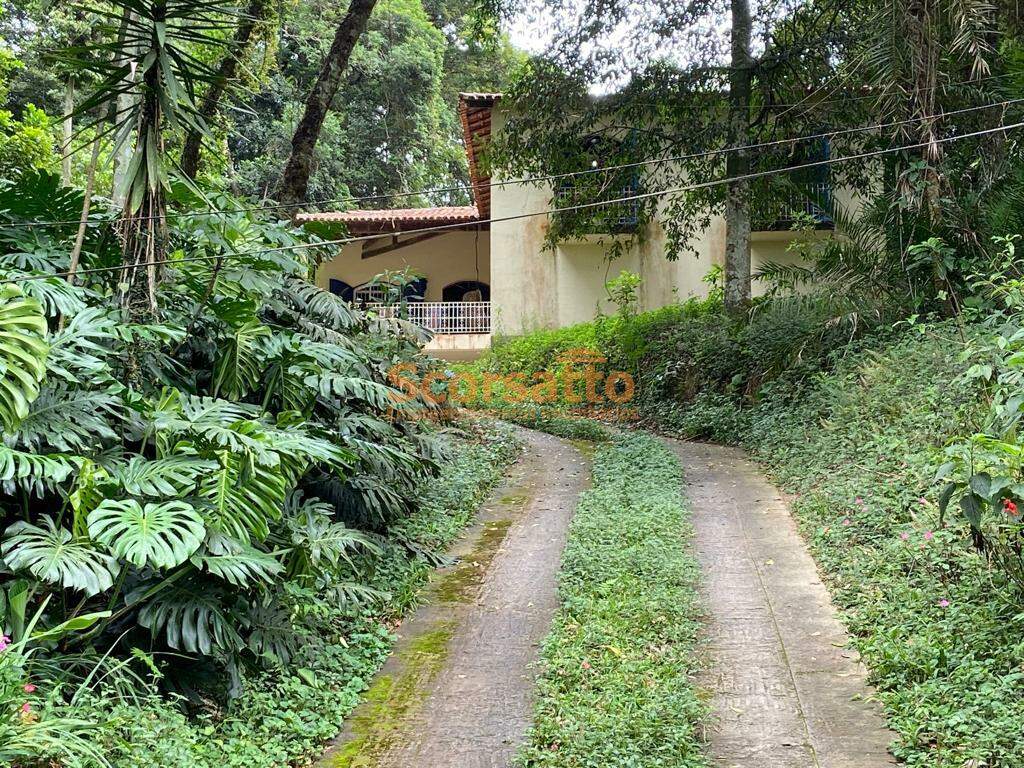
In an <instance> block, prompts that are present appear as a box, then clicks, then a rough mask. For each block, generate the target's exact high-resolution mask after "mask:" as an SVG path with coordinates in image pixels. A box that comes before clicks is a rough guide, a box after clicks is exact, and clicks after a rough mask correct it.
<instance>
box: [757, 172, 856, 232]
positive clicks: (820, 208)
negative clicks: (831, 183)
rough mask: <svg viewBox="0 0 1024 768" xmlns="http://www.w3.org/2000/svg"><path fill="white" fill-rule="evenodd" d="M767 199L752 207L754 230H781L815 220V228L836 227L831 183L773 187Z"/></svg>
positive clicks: (805, 183) (814, 220)
mask: <svg viewBox="0 0 1024 768" xmlns="http://www.w3.org/2000/svg"><path fill="white" fill-rule="evenodd" d="M770 196H771V197H770V198H769V199H768V200H764V201H759V202H757V203H755V204H754V205H753V206H752V207H751V208H752V210H751V228H752V229H753V230H754V231H761V232H764V231H769V232H770V231H781V230H786V229H793V228H794V227H795V226H796V225H799V224H803V223H805V222H813V224H814V228H815V229H835V228H836V223H835V222H834V221H833V218H831V215H830V214H829V210H830V209H831V184H829V183H827V182H814V183H802V184H793V185H790V186H788V187H786V188H782V189H778V190H773V191H772V193H770Z"/></svg>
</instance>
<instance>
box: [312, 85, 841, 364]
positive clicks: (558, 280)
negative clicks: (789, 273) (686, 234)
mask: <svg viewBox="0 0 1024 768" xmlns="http://www.w3.org/2000/svg"><path fill="white" fill-rule="evenodd" d="M461 114H462V116H463V124H464V128H465V131H466V136H465V140H466V145H467V153H468V155H469V158H470V169H471V175H472V176H473V179H472V180H473V191H474V199H475V201H474V202H475V207H473V208H469V209H422V211H418V210H414V211H410V210H408V209H407V210H396V211H391V212H352V214H353V215H354V216H355V218H354V219H353V220H355V221H360V222H362V223H366V217H367V216H368V215H369V214H377V213H387V214H388V215H393V217H394V219H395V220H398V219H401V220H404V221H410V220H412V219H415V221H411V223H410V224H409V225H408V226H406V227H404V228H403V227H402V226H399V225H397V224H394V223H392V226H391V229H390V230H389V231H383V232H381V237H380V239H379V240H376V241H374V242H370V243H358V244H350V245H347V246H345V247H343V248H342V249H340V251H339V254H338V256H337V258H335V259H333V260H331V261H329V262H327V263H325V264H324V265H323V267H322V268H321V270H319V273H318V282H319V284H321V285H322V286H324V287H325V288H328V287H330V285H331V280H332V279H334V280H338V281H342V282H344V283H345V284H347V285H349V286H352V287H357V286H360V285H364V284H366V283H368V282H370V281H372V280H373V279H374V276H375V275H377V274H380V273H381V272H383V271H385V270H400V269H403V268H404V267H411V268H412V269H413V270H414V271H416V272H417V273H419V274H421V275H423V276H424V278H426V280H427V285H426V292H425V296H424V299H425V300H426V301H428V302H439V301H441V300H442V290H443V288H444V287H445V286H449V285H451V284H453V283H457V282H465V281H476V282H479V283H482V284H485V285H487V286H489V300H490V305H489V312H490V329H489V330H490V331H492V332H493V333H498V334H504V335H516V334H522V333H525V332H528V331H531V330H535V329H544V328H560V327H564V326H569V325H573V324H577V323H582V322H585V321H589V319H591V318H593V317H594V315H595V313H596V312H597V311H611V310H613V306H612V305H611V304H610V302H609V300H608V295H607V291H606V289H605V284H606V282H607V281H608V280H609V279H612V278H615V276H616V275H618V274H620V272H622V271H623V270H629V271H632V272H636V273H638V274H639V275H640V276H641V280H642V283H641V287H640V292H639V300H640V308H641V309H642V310H648V309H655V308H657V307H660V306H665V305H667V304H670V303H673V302H677V301H682V300H685V299H687V298H689V297H692V296H703V295H707V292H708V291H709V290H710V286H709V285H708V284H707V283H705V281H703V279H705V276H706V275H707V274H708V273H709V272H710V271H711V270H712V269H713V267H715V266H716V265H721V264H722V263H723V261H724V255H725V221H724V219H723V218H722V217H721V216H715V217H713V218H712V221H711V224H710V225H709V226H708V227H707V228H705V229H703V230H702V231H700V232H698V233H697V234H696V236H695V238H694V239H693V240H692V241H691V243H690V245H691V246H692V248H693V250H694V251H695V254H685V255H682V256H680V257H679V258H678V259H677V260H674V261H670V260H669V259H668V258H667V257H666V253H667V244H668V239H667V236H666V232H665V229H664V228H663V226H662V224H660V223H659V222H658V221H657V220H656V219H657V217H654V219H655V220H652V221H650V222H649V223H647V224H645V225H644V226H645V227H646V228H645V230H644V231H643V232H641V233H639V237H632V238H630V237H628V236H589V237H586V238H584V239H582V240H578V241H571V242H562V243H560V244H559V245H557V246H554V247H551V246H549V244H548V242H547V238H546V234H547V230H548V227H549V226H550V217H549V216H547V215H543V214H544V213H545V212H547V211H550V210H551V208H552V197H553V190H552V187H551V185H550V184H548V183H507V182H505V183H493V181H494V182H497V181H500V179H498V178H496V179H494V180H492V179H490V178H489V177H480V176H479V175H478V166H479V164H478V163H477V162H476V154H477V153H478V152H479V148H480V146H481V145H482V144H484V143H485V141H486V140H487V139H488V138H489V137H490V136H493V135H495V134H498V133H500V132H501V131H502V130H503V127H504V125H505V122H506V120H505V114H504V113H503V110H502V106H501V101H500V97H499V96H498V95H497V94H465V96H464V98H463V104H462V111H461ZM467 115H469V117H468V119H467ZM481 116H482V118H481ZM480 126H483V127H484V130H483V131H481V130H480ZM481 133H482V134H483V135H481ZM837 196H838V197H839V198H840V201H841V202H842V203H844V204H846V205H850V204H852V203H853V201H852V200H851V199H850V197H849V195H845V194H844V191H843V190H838V191H837ZM844 198H845V200H844ZM453 210H456V211H464V210H469V211H470V213H474V212H475V218H474V217H473V216H469V217H468V218H467V219H466V221H465V222H464V223H459V224H458V226H459V228H458V229H456V230H451V231H447V230H446V231H445V232H444V233H442V234H439V236H437V237H432V238H430V239H429V240H422V238H423V236H422V234H418V231H422V228H423V227H424V226H426V225H428V223H429V222H427V217H428V216H429V215H430V214H431V212H451V211H453ZM417 213H422V215H421V216H414V214H417ZM535 213H536V214H541V215H534V216H523V214H535ZM345 215H347V214H332V216H335V218H334V219H332V220H339V218H340V217H343V216H345ZM438 215H439V214H438ZM445 215H449V214H445ZM312 216H315V214H314V215H312ZM359 216H361V217H362V218H359ZM510 217H517V218H514V219H511V220H504V219H508V218H510ZM309 220H316V219H315V218H312V217H310V219H309ZM322 220H323V219H322ZM380 220H383V219H380ZM424 222H427V223H424ZM374 231H379V230H378V229H374ZM613 237H614V238H618V239H621V244H622V245H623V246H625V248H623V249H621V250H622V253H621V255H620V256H618V257H617V258H609V254H610V253H611V251H612V243H613V241H612V238H613ZM829 237H833V233H831V232H830V231H825V230H818V231H812V232H807V233H798V232H794V231H787V230H783V231H755V232H754V233H753V236H752V249H751V251H752V252H751V260H752V269H753V270H754V271H757V270H758V269H759V268H760V267H761V266H762V265H764V264H765V263H767V262H776V263H794V262H795V261H796V260H797V259H798V257H797V256H796V255H795V253H794V252H793V251H792V250H791V248H790V246H791V244H792V243H793V242H794V241H795V239H798V238H801V239H818V238H829ZM389 241H390V243H391V244H392V248H393V250H389V251H388V250H387V248H386V247H385V248H383V249H382V247H381V244H387V243H388V242H389ZM367 254H377V255H372V256H370V257H369V258H368V257H367ZM765 288H766V287H765V286H764V285H763V284H762V283H761V282H759V281H755V282H754V285H753V287H752V290H753V292H754V294H755V295H759V294H760V293H762V292H763V291H764V290H765ZM465 333H466V336H467V338H466V339H464V341H465V344H462V346H466V345H468V344H469V335H470V334H469V331H466V332H465ZM473 336H474V339H473V340H472V345H471V346H472V348H473V351H475V350H476V349H477V348H478V347H480V346H481V345H482V346H485V345H486V343H487V340H488V339H487V337H485V336H481V335H480V334H473ZM435 346H438V348H439V349H441V350H442V351H444V353H445V354H446V356H465V355H464V354H460V353H459V352H458V348H459V347H460V341H459V340H458V339H456V340H452V339H445V340H443V343H440V344H437V343H435Z"/></svg>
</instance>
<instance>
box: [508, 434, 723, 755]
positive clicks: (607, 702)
mask: <svg viewBox="0 0 1024 768" xmlns="http://www.w3.org/2000/svg"><path fill="white" fill-rule="evenodd" d="M681 483H682V478H681V473H680V468H679V463H678V461H677V460H676V458H675V456H674V455H673V454H672V452H671V451H669V450H668V449H667V447H666V446H665V445H664V444H662V443H660V442H659V441H658V440H657V439H656V438H653V437H651V436H648V435H644V434H623V435H617V436H615V437H614V438H613V439H612V440H611V441H610V442H606V443H602V444H600V445H599V446H598V449H597V452H596V454H595V456H594V486H593V487H592V488H591V489H589V490H587V492H585V493H584V494H583V495H582V496H581V499H580V505H579V507H578V509H577V513H575V516H574V518H573V520H572V523H571V525H570V528H569V534H568V541H567V544H566V547H565V552H564V554H563V556H562V566H561V571H560V574H559V587H558V588H559V598H560V602H561V604H560V608H559V611H558V613H557V615H556V618H555V622H554V626H553V628H552V631H551V634H550V635H549V637H548V638H547V640H546V641H545V643H544V647H543V649H542V673H541V681H540V687H539V693H538V703H537V710H536V715H535V721H534V726H532V729H531V730H530V733H529V736H528V739H527V744H526V746H525V748H524V749H523V750H522V752H521V753H520V754H519V756H518V759H517V765H520V766H585V765H588V766H589V765H595V766H596V765H630V766H637V767H638V768H639V767H642V766H665V765H673V766H705V765H707V763H706V760H705V757H703V753H702V748H701V744H700V736H699V734H700V730H699V722H700V720H701V718H702V717H703V714H705V707H703V705H702V703H701V702H700V700H699V699H698V696H697V693H696V691H695V690H694V687H693V685H692V683H691V681H690V676H691V675H692V673H693V672H694V669H695V658H694V655H693V646H694V642H695V638H696V633H697V630H698V616H699V607H698V605H697V598H696V594H695V582H696V579H697V565H696V562H695V560H694V559H693V556H692V554H691V553H690V551H689V549H688V546H687V538H688V527H687V526H688V523H687V519H686V510H685V507H684V503H683V500H682V497H681Z"/></svg>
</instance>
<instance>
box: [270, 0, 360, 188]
mask: <svg viewBox="0 0 1024 768" xmlns="http://www.w3.org/2000/svg"><path fill="white" fill-rule="evenodd" d="M376 5H377V0H352V1H351V4H350V5H349V6H348V10H347V12H346V13H345V15H344V17H343V18H342V19H341V24H339V25H338V29H337V31H336V32H335V35H334V42H333V43H332V44H331V49H330V50H329V51H328V53H327V56H326V57H325V58H324V63H323V65H322V67H321V71H319V76H318V77H317V78H316V82H315V83H313V86H312V88H311V89H310V91H309V95H308V96H307V97H306V103H305V111H304V112H303V115H302V118H301V119H300V120H299V124H298V126H297V127H296V129H295V134H294V136H293V137H292V152H291V155H289V158H288V162H287V163H286V164H285V174H284V176H283V178H282V180H281V185H280V186H279V187H278V196H276V197H278V200H279V202H281V203H284V204H285V205H288V206H297V205H299V204H300V203H302V202H304V201H305V199H306V190H307V188H308V185H309V174H310V173H311V172H312V169H313V161H314V159H315V155H314V152H315V150H316V141H317V139H318V138H319V133H321V129H322V128H323V127H324V120H325V119H326V118H327V114H328V110H330V108H331V102H332V101H333V100H334V97H335V94H337V92H338V89H339V88H340V87H341V83H342V77H343V76H344V74H345V70H346V68H347V67H348V59H349V57H350V56H351V55H352V50H353V49H354V48H355V44H356V43H357V42H358V40H359V37H360V36H361V35H362V32H364V31H365V30H366V28H367V23H368V22H369V20H370V14H371V13H372V12H373V10H374V6H376Z"/></svg>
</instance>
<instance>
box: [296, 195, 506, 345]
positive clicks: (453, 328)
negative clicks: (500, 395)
mask: <svg viewBox="0 0 1024 768" xmlns="http://www.w3.org/2000/svg"><path fill="white" fill-rule="evenodd" d="M297 222H298V223H302V224H304V225H306V226H307V227H308V228H310V229H314V230H316V231H318V232H319V233H322V234H324V236H325V237H327V238H330V239H337V238H343V237H345V236H344V233H343V232H345V231H347V233H348V234H350V236H352V237H359V238H366V240H362V241H361V242H357V243H349V244H346V245H344V246H342V247H341V248H339V249H338V254H337V256H336V257H335V258H333V259H331V260H330V261H327V262H325V263H324V264H323V265H322V266H321V268H319V271H318V272H317V276H316V280H317V283H318V284H319V285H321V286H322V287H324V288H326V289H328V290H330V291H331V292H332V293H334V294H337V295H339V296H341V297H342V298H344V299H345V300H346V301H350V302H352V304H354V305H355V306H359V307H364V308H367V309H376V310H377V311H380V312H381V313H384V314H392V315H393V314H395V313H397V311H398V307H397V306H395V305H394V297H393V296H390V297H389V296H388V295H387V289H386V287H384V286H382V285H380V282H379V281H376V280H375V279H376V278H377V276H378V275H380V274H382V273H384V272H400V271H402V270H407V269H408V270H409V272H410V273H412V275H413V276H414V278H415V279H414V281H413V282H412V283H410V284H409V285H408V286H407V287H406V289H404V298H406V301H404V302H403V303H404V305H406V313H407V317H408V319H410V321H411V322H413V323H416V324H417V325H419V326H422V327H423V328H425V329H427V330H428V331H430V332H431V333H432V334H433V338H432V340H431V341H430V342H429V344H428V345H427V347H426V349H427V351H429V352H431V353H432V354H434V355H436V356H438V357H442V358H445V359H452V360H464V359H473V358H475V357H476V356H478V355H479V354H480V353H481V352H482V351H483V350H485V349H487V348H488V347H489V346H490V330H492V310H490V238H489V234H490V232H489V226H488V225H487V224H486V223H484V222H482V221H480V216H479V212H478V210H477V208H476V206H452V207H440V208H415V209H388V210H373V211H344V212H336V213H308V214H300V215H299V216H298V217H297ZM431 227H444V228H442V229H437V230H433V231H423V230H424V229H430V228H431Z"/></svg>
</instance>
# # # # #
Copy out every line of the records that contains the string "positive".

* _Solution to this problem_:
positive clicks: (820, 208)
positive clicks: (805, 183) (814, 220)
positive clicks: (558, 280)
positive clicks: (607, 702)
positive clicks: (453, 328)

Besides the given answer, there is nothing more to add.